◆ What the task asks
Word for word, reproduce the records that follow.

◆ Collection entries

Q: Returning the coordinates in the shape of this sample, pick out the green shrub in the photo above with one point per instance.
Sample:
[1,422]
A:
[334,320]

◆ Answer to this problem
Q: Returning the coordinates in the shape of this sample, pick out the green shrub in the photo above with one point per instance.
Sample:
[1,422]
A:
[334,320]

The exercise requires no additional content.